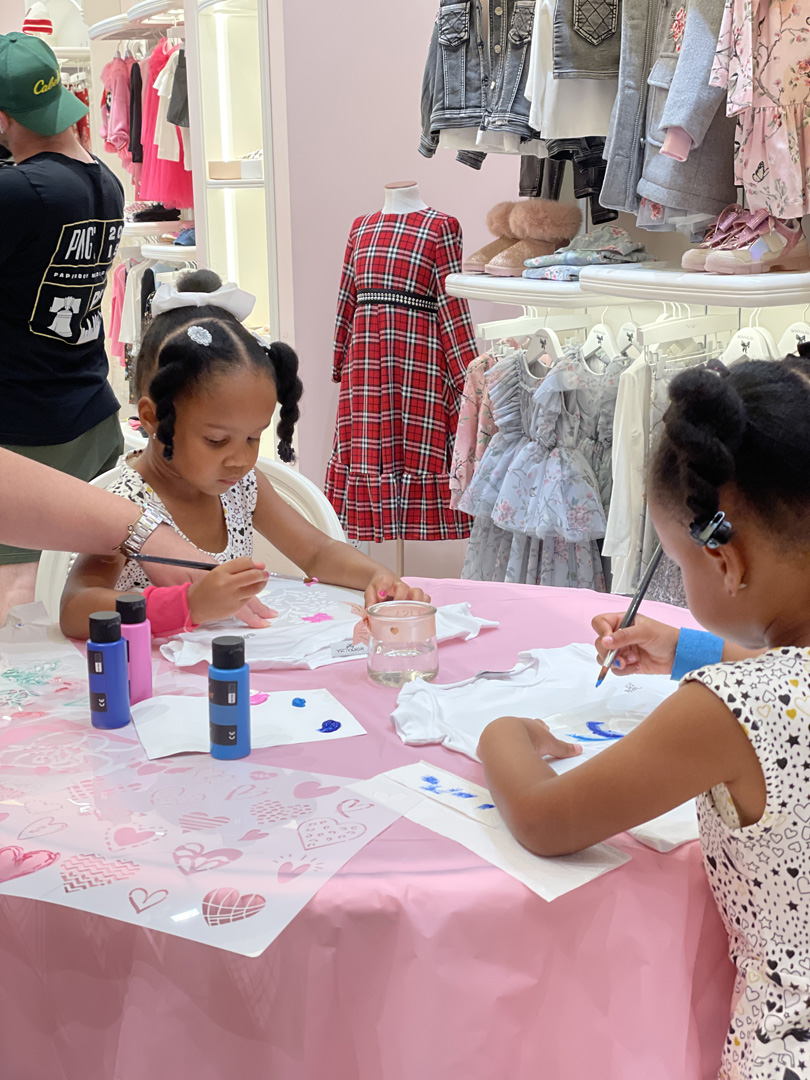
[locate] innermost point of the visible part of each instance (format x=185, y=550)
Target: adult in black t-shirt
x=61, y=224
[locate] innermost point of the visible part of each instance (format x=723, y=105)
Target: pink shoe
x=764, y=244
x=728, y=221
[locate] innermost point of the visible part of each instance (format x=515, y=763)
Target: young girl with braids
x=207, y=389
x=730, y=500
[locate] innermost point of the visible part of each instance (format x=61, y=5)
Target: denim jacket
x=468, y=84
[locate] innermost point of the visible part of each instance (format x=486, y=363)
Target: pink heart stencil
x=352, y=806
x=322, y=832
x=142, y=900
x=43, y=826
x=288, y=873
x=254, y=834
x=311, y=790
x=91, y=871
x=127, y=836
x=193, y=859
x=221, y=906
x=14, y=862
x=201, y=822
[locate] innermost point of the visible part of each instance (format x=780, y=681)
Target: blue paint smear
x=596, y=728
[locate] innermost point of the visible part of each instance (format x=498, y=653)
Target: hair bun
x=199, y=281
x=705, y=422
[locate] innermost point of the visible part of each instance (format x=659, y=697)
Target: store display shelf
x=169, y=253
x=707, y=289
x=116, y=28
x=258, y=183
x=146, y=18
x=526, y=292
x=154, y=228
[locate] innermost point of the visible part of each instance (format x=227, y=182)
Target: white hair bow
x=228, y=296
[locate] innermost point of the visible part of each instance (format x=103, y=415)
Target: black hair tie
x=713, y=535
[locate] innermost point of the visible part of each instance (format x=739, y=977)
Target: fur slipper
x=541, y=226
x=498, y=225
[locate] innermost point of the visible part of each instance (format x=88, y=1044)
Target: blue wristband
x=697, y=648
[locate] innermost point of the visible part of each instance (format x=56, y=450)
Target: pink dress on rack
x=166, y=181
x=475, y=427
x=764, y=59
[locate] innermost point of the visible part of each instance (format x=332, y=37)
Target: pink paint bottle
x=137, y=632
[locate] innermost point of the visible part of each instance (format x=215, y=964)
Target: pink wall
x=12, y=13
x=353, y=97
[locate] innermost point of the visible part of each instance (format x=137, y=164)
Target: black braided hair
x=171, y=363
x=750, y=428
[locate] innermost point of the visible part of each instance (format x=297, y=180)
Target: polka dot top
x=239, y=503
x=760, y=874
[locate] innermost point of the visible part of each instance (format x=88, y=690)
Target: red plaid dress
x=401, y=373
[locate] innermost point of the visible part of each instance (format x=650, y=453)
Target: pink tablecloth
x=418, y=961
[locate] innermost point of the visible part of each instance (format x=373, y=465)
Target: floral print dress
x=535, y=498
x=764, y=59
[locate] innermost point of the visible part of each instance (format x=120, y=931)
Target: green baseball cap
x=30, y=86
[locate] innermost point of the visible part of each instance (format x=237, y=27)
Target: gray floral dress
x=534, y=496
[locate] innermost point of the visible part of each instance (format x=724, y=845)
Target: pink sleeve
x=119, y=126
x=463, y=451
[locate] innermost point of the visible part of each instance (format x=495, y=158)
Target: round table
x=417, y=961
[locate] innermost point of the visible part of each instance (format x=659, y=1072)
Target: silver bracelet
x=139, y=531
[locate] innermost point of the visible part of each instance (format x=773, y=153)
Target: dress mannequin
x=402, y=197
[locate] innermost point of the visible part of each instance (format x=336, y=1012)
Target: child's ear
x=729, y=562
x=148, y=415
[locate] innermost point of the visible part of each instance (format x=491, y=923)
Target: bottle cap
x=105, y=626
x=228, y=652
x=132, y=607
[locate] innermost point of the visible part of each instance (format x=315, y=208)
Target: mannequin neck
x=403, y=200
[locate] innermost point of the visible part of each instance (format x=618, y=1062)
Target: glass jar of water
x=403, y=645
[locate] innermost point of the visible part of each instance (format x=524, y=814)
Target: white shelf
x=110, y=29
x=259, y=183
x=707, y=289
x=169, y=253
x=526, y=292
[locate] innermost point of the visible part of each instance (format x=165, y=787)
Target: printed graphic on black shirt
x=69, y=299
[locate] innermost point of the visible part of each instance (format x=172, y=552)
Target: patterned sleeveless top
x=239, y=503
x=760, y=874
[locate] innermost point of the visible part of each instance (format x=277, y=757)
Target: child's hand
x=387, y=586
x=226, y=590
x=544, y=743
x=647, y=647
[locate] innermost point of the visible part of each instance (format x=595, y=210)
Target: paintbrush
x=633, y=609
x=191, y=565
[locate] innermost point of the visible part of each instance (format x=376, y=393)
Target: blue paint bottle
x=229, y=699
x=109, y=677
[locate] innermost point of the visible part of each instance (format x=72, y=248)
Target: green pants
x=86, y=457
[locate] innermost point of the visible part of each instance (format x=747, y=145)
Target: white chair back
x=300, y=493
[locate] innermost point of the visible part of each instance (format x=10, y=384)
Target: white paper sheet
x=313, y=622
x=225, y=853
x=178, y=725
x=549, y=878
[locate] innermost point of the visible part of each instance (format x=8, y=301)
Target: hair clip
x=717, y=532
x=200, y=335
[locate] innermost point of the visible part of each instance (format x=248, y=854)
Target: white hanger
x=530, y=322
x=794, y=336
x=677, y=329
x=601, y=337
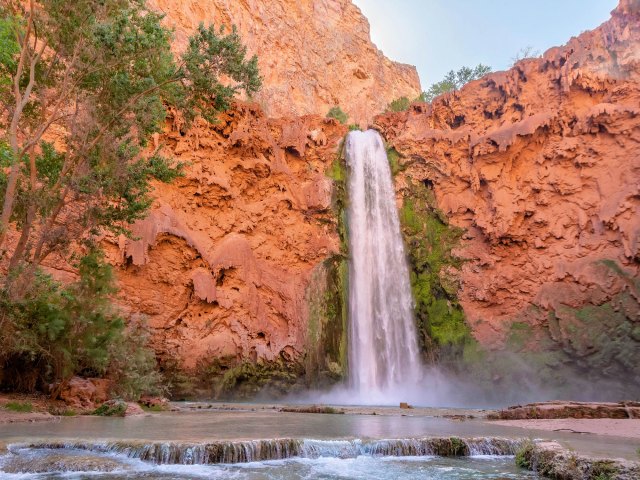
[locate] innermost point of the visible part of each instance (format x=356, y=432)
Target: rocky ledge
x=553, y=410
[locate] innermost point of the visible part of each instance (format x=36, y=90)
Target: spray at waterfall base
x=385, y=361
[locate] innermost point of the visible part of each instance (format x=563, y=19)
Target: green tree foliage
x=102, y=73
x=399, y=105
x=525, y=52
x=455, y=81
x=337, y=113
x=55, y=331
x=98, y=76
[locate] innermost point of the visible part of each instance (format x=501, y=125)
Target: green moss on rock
x=430, y=242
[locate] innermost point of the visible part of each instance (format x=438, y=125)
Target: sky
x=441, y=35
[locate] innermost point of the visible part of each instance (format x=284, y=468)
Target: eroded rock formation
x=221, y=265
x=313, y=54
x=541, y=165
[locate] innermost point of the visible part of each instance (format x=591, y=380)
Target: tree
x=455, y=81
x=399, y=105
x=83, y=86
x=100, y=73
x=525, y=52
x=337, y=113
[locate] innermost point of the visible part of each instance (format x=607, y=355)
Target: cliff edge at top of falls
x=541, y=166
x=313, y=54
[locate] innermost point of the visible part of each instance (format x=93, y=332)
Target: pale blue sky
x=442, y=35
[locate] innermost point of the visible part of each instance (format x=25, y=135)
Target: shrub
x=454, y=81
x=111, y=408
x=337, y=113
x=53, y=332
x=399, y=105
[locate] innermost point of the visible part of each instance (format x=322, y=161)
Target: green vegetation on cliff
x=97, y=76
x=454, y=81
x=430, y=242
x=337, y=114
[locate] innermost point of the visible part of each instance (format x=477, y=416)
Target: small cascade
x=223, y=452
x=383, y=348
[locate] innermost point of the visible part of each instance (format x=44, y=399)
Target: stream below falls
x=270, y=444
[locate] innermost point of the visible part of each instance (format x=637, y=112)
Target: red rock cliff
x=313, y=54
x=221, y=265
x=541, y=165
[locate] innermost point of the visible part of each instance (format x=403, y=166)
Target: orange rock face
x=541, y=165
x=221, y=264
x=312, y=54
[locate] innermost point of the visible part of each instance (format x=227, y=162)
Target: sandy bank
x=629, y=428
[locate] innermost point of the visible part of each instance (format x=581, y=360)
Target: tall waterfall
x=383, y=349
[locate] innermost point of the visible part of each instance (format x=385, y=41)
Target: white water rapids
x=383, y=349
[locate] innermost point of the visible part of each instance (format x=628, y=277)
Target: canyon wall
x=313, y=54
x=541, y=167
x=221, y=265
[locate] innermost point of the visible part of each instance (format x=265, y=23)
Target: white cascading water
x=383, y=350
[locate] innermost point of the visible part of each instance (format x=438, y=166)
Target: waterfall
x=228, y=452
x=383, y=349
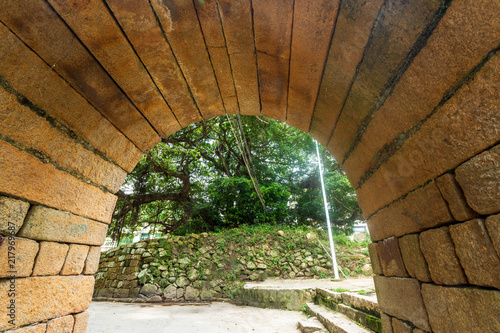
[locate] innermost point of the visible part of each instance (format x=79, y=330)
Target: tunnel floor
x=109, y=317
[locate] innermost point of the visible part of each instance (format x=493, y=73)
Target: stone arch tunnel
x=405, y=94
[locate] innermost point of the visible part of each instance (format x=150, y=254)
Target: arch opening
x=405, y=95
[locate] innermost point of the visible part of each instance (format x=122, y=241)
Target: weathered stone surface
x=386, y=323
x=465, y=34
x=191, y=294
x=413, y=258
x=48, y=224
x=206, y=294
x=81, y=320
x=455, y=197
x=390, y=258
x=459, y=130
x=476, y=253
x=17, y=255
x=352, y=31
x=462, y=309
x=75, y=260
x=375, y=261
x=180, y=23
x=361, y=302
x=493, y=226
x=422, y=209
x=392, y=38
x=208, y=16
x=400, y=327
x=273, y=29
x=56, y=95
x=40, y=328
x=21, y=124
x=43, y=298
x=149, y=289
x=480, y=180
x=401, y=298
x=313, y=24
x=92, y=261
x=141, y=89
x=12, y=214
x=51, y=39
x=61, y=325
x=156, y=54
x=439, y=252
x=121, y=293
x=50, y=259
x=30, y=178
x=236, y=18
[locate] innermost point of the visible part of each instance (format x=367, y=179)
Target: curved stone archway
x=404, y=94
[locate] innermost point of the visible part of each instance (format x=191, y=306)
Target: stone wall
x=404, y=95
x=43, y=270
x=436, y=252
x=209, y=266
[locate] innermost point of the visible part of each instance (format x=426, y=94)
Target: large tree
x=227, y=171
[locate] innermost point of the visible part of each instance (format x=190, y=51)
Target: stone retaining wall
x=206, y=267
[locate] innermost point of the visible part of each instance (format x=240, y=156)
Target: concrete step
x=358, y=308
x=333, y=321
x=277, y=298
x=311, y=325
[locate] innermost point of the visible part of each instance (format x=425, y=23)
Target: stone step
x=358, y=308
x=311, y=325
x=277, y=298
x=333, y=321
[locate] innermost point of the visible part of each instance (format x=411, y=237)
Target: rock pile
x=206, y=267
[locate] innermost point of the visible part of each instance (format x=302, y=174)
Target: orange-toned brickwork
x=406, y=95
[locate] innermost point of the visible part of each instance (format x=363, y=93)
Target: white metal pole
x=334, y=257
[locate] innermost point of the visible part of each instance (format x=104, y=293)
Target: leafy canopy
x=198, y=180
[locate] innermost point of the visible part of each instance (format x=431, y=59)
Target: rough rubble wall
x=408, y=103
x=207, y=267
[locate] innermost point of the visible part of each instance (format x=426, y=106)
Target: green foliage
x=196, y=181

--- WHAT TO DO ---
Return the line that contains "(format x=425, y=23)" along with every line after it through the end of the entries, exactly, adding nothing.

--- WRITTEN SOLUTION ---
[locate] innermost point of the visible part of each instance (format x=425, y=23)
Target: stone step
x=358, y=308
x=311, y=325
x=277, y=298
x=333, y=321
[locate] innermost point of the visible part of each instance (format x=411, y=237)
Target: rock pile
x=206, y=267
[locate] innermost point of the visible part of each instance (format x=302, y=174)
Target: orange-toned brickwork
x=406, y=95
[locate] innermost point of the visible part of each instance (format x=363, y=93)
Target: white metal pole
x=334, y=257
[locate] innermost point of the visible part of each instance (format x=104, y=293)
Target: leafy canopy
x=198, y=180
[locate] innermost point of the visible part of each instance (format x=431, y=59)
Target: rough rubble wall
x=408, y=103
x=207, y=267
[locate] innermost point of the visible part of each instance (format x=426, y=106)
Target: green foliage
x=196, y=181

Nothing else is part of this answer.